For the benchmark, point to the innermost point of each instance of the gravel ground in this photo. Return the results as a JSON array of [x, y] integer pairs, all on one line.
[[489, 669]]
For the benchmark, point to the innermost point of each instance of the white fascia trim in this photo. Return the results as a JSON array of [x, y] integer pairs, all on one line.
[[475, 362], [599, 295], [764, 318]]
.....
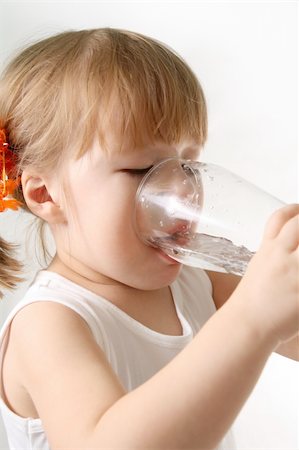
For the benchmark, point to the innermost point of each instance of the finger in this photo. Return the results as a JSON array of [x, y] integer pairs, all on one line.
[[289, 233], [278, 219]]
.....
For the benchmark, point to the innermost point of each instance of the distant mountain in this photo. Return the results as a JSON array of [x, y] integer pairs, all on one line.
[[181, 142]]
.....
## [Work instructions]
Rewrite the material from the line containing "of the white" down to the line containing "[[475, 362], [599, 295], [764, 318]]", replacing "white fascia trim" with "metal rain gutter" and changing nothing else. Return only those lines.

## [Problem solution]
For the benchmark, point to the innermost point of each instance of the metal rain gutter in this photo. Return the results as a JSON array of [x, y] integer pairs, all on one line.
[[475, 362], [599, 295], [764, 318]]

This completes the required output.